PROBLEM DETAILS: Reproduce the listing from the line with "If you don't mind, I'd love your help finding the asphalt" to the line with "[752,517,903,668]", both included, requests and all, adding 30 to every bounding box coordinate in the answers. Give only those lines.

Entries drawn from a collection:
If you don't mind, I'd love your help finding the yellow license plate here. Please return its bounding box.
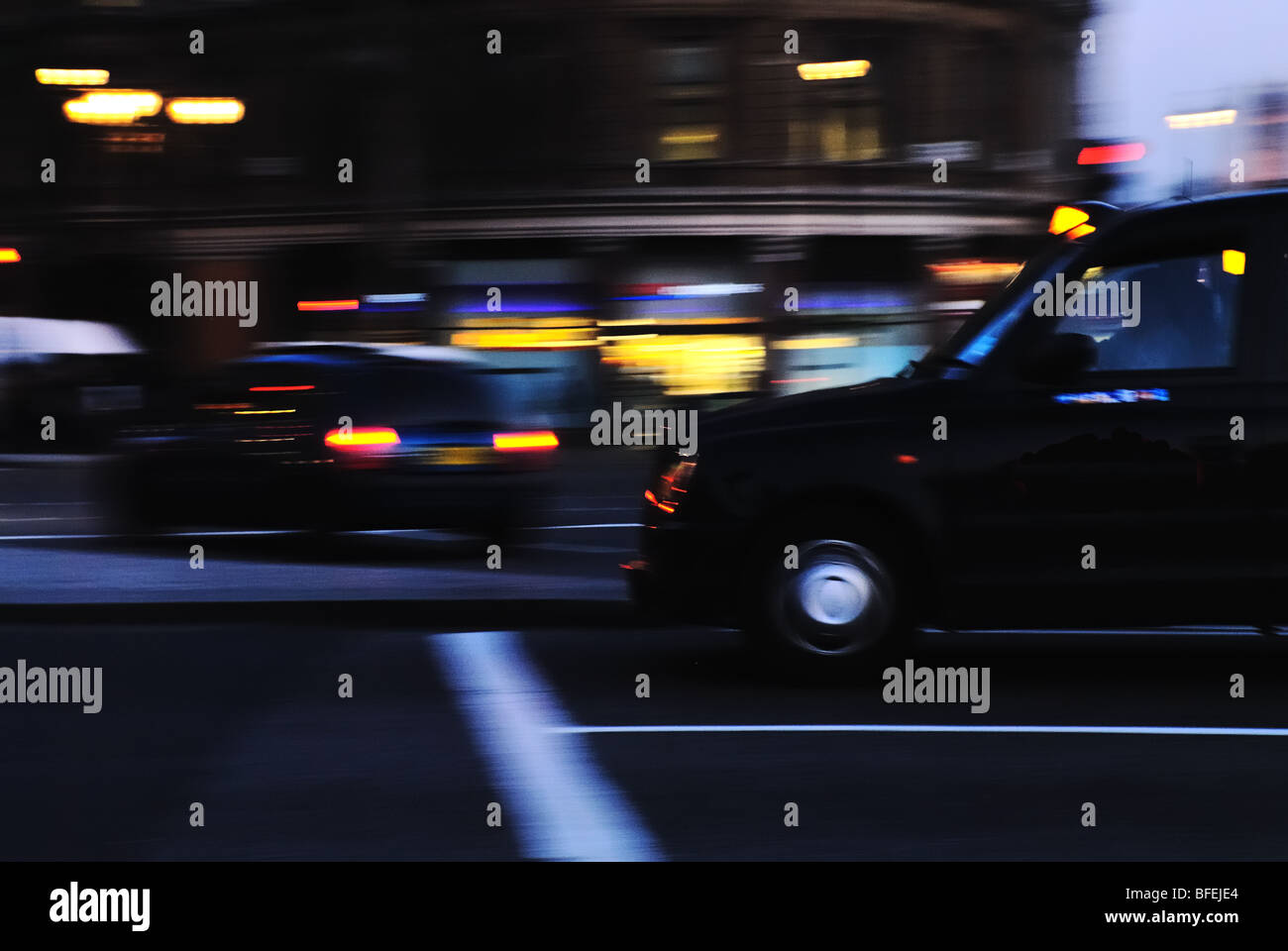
[421,446,492,466]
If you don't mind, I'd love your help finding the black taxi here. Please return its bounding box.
[623,191,1288,664]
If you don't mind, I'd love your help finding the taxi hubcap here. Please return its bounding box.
[781,539,893,655]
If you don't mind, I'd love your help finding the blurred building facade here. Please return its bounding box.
[0,0,1089,404]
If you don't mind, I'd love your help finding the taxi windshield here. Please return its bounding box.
[903,241,1081,376]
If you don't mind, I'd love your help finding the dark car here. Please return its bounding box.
[626,192,1288,663]
[120,346,558,537]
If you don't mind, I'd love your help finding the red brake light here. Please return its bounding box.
[325,427,402,453]
[492,429,559,453]
[1078,142,1145,165]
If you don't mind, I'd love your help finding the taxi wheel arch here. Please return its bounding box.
[741,504,926,669]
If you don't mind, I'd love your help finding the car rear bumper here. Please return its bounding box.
[120,454,549,530]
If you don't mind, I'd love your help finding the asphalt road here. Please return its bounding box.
[0,459,1288,860]
[0,622,1288,860]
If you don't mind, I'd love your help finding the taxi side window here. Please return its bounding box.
[1053,248,1244,370]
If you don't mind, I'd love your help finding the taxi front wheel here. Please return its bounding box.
[751,517,901,667]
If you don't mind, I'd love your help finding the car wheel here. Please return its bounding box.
[752,517,903,668]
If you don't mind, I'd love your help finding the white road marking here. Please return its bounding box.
[532,522,644,532]
[546,723,1288,736]
[425,630,662,861]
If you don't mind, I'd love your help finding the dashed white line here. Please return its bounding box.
[546,723,1288,736]
[425,630,662,861]
[532,522,644,532]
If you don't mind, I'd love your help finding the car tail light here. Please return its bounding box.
[644,459,697,514]
[492,429,559,453]
[325,427,402,453]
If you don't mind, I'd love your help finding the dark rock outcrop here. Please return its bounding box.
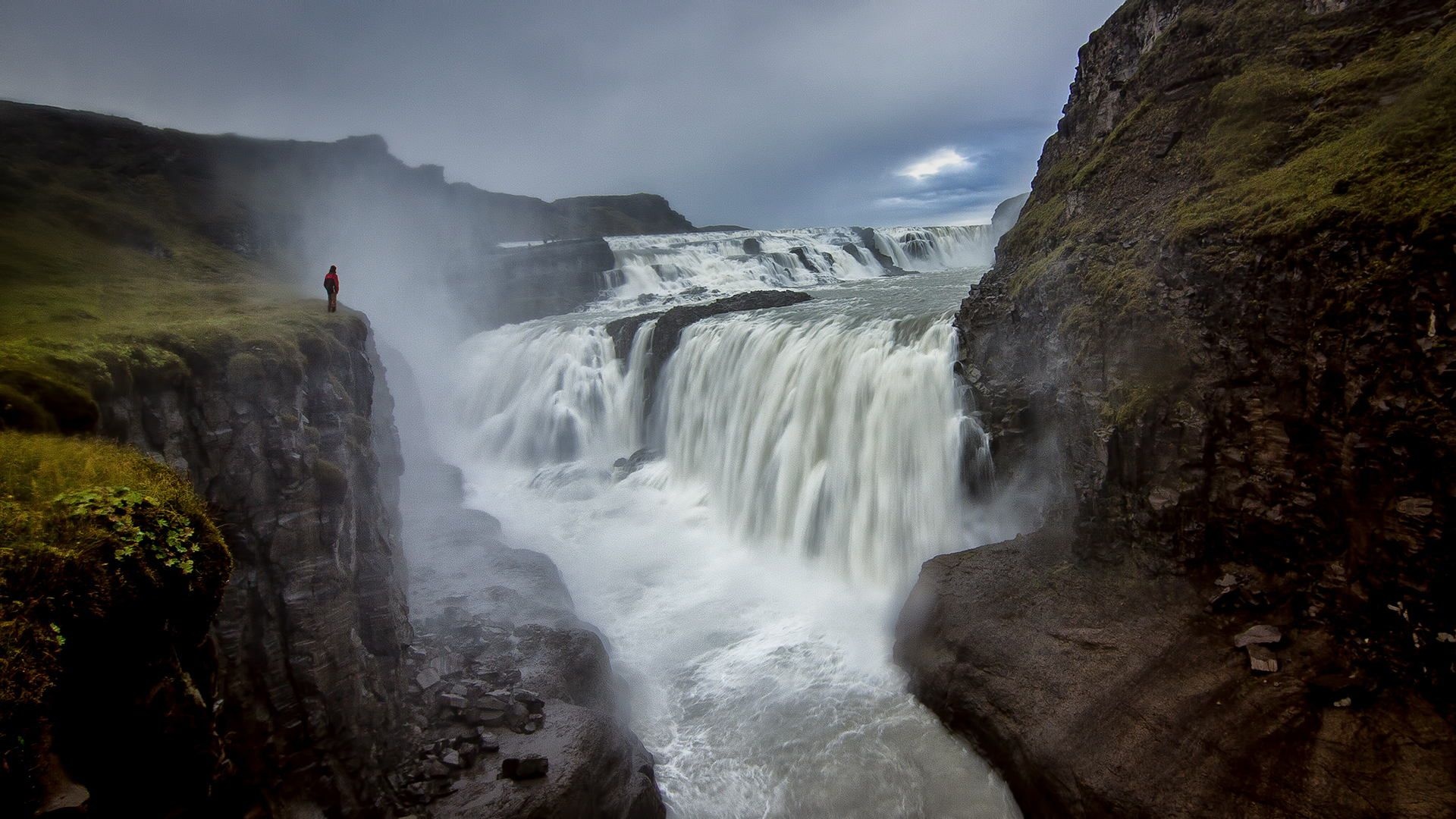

CORRECT ANSWER:
If you don't mind, I'd love your help finding the asphalt road here. Please return its bounding box.
[30,489,1318,890]
[30,652,1318,890]
If you don't mind, I'd love your help finding the taxi side window here. Please return its bounding box.
[1083,278,1274,400]
If you don't mind, I'd love your help finding the taxi front wheel here. Please return its bounding box.
[781,547,931,697]
If you don't mind, I'd love your help finding the car wheel here. Please return its bounding box.
[782,547,933,698]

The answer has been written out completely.